Records pointing to named objects >>
————
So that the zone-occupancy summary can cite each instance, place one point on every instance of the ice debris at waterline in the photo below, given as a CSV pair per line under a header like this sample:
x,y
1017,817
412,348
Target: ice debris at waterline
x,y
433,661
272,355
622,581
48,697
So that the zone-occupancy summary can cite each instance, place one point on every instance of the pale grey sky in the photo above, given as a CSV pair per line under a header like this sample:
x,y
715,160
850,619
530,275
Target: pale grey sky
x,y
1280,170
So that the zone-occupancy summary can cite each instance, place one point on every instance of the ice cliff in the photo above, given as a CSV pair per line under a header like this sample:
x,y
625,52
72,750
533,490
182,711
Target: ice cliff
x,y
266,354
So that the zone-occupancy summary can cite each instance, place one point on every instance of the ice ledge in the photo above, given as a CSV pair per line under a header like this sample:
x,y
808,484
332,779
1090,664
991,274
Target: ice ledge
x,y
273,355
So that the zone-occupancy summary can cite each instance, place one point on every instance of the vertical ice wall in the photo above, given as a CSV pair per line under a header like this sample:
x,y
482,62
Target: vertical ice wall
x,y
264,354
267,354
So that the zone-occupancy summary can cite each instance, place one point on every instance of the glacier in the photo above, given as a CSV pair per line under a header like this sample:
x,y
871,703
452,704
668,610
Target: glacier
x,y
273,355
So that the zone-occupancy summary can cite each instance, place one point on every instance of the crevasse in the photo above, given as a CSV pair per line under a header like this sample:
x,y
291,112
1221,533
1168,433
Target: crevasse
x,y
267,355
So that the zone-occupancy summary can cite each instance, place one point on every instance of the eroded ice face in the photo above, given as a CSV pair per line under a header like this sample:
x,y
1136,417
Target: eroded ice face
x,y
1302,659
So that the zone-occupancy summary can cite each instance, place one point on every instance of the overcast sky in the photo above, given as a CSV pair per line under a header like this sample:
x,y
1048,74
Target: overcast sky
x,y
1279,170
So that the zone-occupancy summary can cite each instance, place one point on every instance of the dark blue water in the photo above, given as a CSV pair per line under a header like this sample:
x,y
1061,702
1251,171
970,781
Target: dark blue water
————
The task >> Rewrite the material from the line containing "of the overcast" through the end of the material, changing "zone-occupancy summary" to "coverage report" and leaving everything else as it is.

Correct answer >>
So that the coverage report can cite each instance, place one point on every instance of the overcast sky in the photo above, given as a CSV pair per line under a header like this sample:
x,y
1048,74
Target: overcast sky
x,y
1279,170
So that the coverage report can cite each instance, place one point on every instance of the dark blue water in the photo above, given as a CSV pair per line under a header like this sample:
x,y
1061,702
1251,171
970,781
Target: dark blue water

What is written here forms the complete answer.